How to complete this task: Which lines below hold the word "bare"? Copy all of them.

━━━━━━━━

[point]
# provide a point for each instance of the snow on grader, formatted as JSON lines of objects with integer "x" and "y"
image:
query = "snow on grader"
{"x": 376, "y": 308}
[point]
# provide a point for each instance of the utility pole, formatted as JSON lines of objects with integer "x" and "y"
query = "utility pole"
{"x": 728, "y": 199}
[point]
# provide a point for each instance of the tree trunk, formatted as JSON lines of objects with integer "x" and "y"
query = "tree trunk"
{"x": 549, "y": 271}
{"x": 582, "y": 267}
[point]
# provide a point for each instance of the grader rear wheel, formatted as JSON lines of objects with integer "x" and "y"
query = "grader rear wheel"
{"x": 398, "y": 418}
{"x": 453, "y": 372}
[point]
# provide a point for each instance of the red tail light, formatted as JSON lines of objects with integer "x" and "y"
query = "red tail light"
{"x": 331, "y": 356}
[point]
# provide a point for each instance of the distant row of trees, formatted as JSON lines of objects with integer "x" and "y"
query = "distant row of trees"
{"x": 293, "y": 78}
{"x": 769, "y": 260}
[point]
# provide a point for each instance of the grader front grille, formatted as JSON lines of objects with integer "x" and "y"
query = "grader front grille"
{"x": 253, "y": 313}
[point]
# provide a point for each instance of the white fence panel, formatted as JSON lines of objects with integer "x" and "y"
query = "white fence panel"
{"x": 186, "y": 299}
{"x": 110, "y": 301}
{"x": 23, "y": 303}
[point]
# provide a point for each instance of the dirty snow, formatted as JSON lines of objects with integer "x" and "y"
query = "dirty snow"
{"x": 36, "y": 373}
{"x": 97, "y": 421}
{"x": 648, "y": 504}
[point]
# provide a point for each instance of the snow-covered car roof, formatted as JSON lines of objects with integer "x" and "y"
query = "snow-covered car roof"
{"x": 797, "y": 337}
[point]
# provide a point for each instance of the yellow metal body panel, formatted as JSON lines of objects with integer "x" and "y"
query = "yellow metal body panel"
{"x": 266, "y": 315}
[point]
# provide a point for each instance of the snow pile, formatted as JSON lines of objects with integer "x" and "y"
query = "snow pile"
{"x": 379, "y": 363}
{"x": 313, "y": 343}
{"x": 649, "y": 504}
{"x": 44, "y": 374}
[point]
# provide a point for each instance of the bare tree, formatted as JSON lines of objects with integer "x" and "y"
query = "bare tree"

━━━━━━━━

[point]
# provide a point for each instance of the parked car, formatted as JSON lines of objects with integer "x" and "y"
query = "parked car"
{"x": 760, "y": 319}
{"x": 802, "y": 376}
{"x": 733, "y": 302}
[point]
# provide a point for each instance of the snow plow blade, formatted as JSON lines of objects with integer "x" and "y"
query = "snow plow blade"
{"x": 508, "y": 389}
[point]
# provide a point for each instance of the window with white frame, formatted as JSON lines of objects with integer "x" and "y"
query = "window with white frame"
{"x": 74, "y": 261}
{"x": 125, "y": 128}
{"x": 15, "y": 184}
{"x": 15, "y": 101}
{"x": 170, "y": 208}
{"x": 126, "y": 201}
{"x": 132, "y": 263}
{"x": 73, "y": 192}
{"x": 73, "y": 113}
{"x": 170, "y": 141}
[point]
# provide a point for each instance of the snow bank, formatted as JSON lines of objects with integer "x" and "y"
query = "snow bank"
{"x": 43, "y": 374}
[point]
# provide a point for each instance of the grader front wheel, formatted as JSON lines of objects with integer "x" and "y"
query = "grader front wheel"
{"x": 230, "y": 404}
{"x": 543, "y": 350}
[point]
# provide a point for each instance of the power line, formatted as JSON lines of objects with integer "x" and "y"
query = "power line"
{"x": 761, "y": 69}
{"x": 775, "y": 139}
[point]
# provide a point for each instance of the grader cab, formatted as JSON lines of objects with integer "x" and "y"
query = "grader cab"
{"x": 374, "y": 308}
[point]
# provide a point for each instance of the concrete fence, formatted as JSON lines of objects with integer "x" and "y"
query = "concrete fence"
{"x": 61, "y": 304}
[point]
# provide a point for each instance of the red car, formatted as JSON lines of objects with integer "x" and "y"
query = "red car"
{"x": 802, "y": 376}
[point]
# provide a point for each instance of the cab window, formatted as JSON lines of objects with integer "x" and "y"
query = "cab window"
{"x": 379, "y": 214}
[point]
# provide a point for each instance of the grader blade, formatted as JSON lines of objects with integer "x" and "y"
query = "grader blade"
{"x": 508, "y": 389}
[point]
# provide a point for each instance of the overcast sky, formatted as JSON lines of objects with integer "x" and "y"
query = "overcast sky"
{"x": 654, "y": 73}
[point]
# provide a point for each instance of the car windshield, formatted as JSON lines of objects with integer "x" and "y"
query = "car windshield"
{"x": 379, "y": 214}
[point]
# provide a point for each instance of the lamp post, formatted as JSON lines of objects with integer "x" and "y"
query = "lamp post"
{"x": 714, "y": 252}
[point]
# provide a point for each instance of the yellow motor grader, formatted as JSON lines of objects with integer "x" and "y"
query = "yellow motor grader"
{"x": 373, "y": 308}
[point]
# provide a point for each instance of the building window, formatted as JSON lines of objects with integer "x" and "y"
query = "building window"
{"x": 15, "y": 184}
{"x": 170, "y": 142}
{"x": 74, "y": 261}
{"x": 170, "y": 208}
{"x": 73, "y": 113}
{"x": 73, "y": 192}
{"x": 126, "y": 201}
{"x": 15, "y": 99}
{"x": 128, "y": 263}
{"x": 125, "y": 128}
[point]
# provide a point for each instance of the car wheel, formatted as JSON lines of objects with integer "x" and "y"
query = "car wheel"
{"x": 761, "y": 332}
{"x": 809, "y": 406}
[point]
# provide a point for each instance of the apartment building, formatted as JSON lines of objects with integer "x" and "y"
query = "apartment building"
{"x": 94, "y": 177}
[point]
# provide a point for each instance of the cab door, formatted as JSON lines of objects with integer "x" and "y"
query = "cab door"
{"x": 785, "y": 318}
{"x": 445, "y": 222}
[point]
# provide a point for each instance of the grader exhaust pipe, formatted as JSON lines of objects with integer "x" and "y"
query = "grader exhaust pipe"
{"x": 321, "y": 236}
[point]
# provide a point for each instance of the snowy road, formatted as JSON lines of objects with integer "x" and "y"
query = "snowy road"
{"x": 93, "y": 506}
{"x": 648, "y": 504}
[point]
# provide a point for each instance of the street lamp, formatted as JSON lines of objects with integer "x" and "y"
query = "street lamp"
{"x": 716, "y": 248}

━━━━━━━━

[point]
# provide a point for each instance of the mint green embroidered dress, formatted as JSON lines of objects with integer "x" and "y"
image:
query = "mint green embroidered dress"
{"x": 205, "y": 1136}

━━━━━━━━

Answer below:
# provide a point for each instance of the bare tree, formatted as JSON lines of objects with integer "x" and "y"
query = "bare tree"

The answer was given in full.